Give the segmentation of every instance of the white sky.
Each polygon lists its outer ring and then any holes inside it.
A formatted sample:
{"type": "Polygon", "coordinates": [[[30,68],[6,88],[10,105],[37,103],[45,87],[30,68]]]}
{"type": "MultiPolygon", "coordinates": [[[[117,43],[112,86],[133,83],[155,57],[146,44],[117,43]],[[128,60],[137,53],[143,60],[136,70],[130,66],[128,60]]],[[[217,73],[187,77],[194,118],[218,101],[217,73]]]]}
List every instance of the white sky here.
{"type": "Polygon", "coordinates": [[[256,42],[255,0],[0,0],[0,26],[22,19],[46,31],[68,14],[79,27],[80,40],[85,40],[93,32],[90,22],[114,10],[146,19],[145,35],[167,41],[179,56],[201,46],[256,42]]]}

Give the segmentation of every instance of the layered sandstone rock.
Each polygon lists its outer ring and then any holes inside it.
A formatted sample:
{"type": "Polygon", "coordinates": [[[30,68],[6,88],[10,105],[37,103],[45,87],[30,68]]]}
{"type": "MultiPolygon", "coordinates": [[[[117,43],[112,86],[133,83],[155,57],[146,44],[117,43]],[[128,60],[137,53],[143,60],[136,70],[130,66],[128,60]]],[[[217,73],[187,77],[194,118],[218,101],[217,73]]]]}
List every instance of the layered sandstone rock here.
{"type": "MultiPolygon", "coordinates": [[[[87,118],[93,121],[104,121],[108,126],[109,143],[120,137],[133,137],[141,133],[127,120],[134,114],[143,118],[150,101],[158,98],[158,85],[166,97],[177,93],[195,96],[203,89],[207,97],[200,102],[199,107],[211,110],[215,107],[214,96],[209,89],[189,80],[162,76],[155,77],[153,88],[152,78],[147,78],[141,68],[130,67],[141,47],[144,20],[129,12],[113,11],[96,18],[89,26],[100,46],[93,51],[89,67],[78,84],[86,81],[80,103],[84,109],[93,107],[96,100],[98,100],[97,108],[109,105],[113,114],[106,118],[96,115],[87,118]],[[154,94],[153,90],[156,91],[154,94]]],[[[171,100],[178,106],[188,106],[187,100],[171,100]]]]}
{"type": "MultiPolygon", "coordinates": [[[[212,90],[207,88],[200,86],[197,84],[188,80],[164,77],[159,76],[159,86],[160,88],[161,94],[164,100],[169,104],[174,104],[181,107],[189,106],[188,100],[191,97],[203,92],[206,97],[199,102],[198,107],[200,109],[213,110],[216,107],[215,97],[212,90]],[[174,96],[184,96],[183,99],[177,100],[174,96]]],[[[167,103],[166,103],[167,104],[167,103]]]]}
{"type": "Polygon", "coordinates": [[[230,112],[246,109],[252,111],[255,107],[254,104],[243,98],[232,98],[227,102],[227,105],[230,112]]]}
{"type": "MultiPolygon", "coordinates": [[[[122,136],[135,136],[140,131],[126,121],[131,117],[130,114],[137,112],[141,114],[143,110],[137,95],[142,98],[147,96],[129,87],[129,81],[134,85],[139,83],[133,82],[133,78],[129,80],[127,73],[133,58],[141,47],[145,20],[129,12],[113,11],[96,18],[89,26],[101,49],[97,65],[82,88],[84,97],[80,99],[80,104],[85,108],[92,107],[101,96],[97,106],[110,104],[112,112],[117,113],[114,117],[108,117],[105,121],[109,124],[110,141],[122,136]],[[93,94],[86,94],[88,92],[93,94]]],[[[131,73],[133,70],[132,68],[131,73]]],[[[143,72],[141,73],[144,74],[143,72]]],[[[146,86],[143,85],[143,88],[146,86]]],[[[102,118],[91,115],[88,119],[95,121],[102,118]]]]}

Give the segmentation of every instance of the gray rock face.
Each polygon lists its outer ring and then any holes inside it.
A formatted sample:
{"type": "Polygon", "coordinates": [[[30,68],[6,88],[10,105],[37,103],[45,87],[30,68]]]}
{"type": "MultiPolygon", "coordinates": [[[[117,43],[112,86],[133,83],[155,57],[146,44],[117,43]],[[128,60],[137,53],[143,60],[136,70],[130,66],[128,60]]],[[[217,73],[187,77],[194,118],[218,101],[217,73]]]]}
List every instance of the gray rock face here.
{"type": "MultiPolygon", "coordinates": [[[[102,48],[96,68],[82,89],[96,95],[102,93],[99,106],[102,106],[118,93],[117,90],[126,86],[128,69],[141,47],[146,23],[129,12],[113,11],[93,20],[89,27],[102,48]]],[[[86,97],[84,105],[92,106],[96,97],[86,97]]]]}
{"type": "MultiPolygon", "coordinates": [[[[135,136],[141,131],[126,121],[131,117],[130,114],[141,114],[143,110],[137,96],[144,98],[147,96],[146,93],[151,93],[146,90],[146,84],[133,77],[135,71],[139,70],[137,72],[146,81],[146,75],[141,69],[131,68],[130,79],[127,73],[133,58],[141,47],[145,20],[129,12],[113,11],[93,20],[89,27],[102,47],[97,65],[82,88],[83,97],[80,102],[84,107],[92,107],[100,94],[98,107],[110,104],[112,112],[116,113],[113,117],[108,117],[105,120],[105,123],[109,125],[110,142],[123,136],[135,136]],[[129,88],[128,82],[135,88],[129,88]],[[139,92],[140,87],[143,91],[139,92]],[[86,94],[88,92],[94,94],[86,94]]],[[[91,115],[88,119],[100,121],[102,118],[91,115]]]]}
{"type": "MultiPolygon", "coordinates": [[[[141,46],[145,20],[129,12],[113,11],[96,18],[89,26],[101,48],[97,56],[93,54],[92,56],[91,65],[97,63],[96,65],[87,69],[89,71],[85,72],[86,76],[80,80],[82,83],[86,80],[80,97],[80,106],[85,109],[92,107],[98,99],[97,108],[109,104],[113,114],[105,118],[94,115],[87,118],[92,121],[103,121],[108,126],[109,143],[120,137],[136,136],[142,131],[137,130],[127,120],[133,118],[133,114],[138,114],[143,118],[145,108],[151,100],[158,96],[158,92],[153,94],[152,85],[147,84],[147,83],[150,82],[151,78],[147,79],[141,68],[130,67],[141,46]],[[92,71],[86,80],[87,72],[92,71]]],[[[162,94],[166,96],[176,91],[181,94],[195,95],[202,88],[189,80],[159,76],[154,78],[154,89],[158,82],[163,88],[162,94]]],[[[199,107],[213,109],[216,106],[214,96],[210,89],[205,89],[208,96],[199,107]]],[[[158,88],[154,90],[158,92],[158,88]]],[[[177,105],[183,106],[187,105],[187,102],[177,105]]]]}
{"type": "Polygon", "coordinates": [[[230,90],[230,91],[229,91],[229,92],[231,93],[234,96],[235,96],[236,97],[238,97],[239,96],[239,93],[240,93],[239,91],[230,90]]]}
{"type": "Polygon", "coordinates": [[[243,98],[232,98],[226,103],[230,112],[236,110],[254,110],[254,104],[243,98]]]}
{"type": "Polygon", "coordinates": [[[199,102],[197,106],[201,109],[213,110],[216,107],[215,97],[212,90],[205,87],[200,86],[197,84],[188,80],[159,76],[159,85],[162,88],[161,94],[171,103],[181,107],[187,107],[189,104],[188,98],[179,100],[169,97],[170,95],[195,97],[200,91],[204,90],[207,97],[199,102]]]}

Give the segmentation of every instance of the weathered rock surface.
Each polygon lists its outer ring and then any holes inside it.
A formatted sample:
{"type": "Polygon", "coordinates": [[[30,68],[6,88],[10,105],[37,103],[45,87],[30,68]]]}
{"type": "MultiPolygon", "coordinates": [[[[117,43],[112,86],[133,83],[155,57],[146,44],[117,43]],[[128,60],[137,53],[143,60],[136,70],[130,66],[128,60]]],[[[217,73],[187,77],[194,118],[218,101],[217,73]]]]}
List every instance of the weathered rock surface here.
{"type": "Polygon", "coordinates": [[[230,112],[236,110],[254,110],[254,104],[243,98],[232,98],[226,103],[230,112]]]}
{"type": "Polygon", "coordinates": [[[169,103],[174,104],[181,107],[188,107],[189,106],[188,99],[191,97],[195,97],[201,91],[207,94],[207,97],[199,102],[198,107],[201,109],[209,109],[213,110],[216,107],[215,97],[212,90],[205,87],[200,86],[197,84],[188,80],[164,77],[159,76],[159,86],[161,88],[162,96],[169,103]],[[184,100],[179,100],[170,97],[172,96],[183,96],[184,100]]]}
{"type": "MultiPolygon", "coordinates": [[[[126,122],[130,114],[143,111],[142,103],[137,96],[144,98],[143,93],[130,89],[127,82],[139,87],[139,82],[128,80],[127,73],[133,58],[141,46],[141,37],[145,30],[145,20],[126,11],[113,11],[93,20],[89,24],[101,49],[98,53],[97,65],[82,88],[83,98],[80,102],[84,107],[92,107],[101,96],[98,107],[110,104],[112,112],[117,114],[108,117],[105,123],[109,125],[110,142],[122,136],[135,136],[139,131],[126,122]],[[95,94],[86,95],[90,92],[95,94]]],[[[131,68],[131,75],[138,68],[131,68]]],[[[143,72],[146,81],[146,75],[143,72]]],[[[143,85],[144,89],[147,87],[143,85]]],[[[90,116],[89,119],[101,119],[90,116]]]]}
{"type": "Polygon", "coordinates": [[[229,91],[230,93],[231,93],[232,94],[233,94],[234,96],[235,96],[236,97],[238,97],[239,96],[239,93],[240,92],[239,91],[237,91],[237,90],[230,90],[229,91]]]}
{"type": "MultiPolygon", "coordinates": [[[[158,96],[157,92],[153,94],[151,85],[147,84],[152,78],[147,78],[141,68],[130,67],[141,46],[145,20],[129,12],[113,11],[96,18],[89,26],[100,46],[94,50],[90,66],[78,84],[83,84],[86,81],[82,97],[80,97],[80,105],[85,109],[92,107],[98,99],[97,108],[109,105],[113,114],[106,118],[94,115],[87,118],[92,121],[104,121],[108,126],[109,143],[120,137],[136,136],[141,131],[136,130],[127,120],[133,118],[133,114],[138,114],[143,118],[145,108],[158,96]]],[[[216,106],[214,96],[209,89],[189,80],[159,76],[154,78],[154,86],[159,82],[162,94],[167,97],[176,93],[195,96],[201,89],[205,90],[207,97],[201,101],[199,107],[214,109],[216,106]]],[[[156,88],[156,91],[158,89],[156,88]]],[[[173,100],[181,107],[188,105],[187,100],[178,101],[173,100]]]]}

_ _ _ _ _

Update the lines starting at the one that contains "Give the segmentation of every instance of the layered" and ending at the one that contains "List every instance of the layered", changing "sandstone" to "limestone" and leaving everything else as it is. Give only those lines.

Give the segmentation of every instance of the layered limestone rock.
Each polygon lists its outer ring and then any holes inside it.
A formatted sample:
{"type": "Polygon", "coordinates": [[[30,68],[6,88],[10,105],[37,103],[45,87],[30,68]]]}
{"type": "MultiPolygon", "coordinates": [[[[117,43],[112,86],[133,83],[155,57],[146,44],[117,43]],[[128,60],[137,53],[143,60],[136,70],[130,66],[128,60]]],[[[217,73],[187,77],[194,118],[218,101],[217,73]]]]}
List every instance of the layered limestone rock here.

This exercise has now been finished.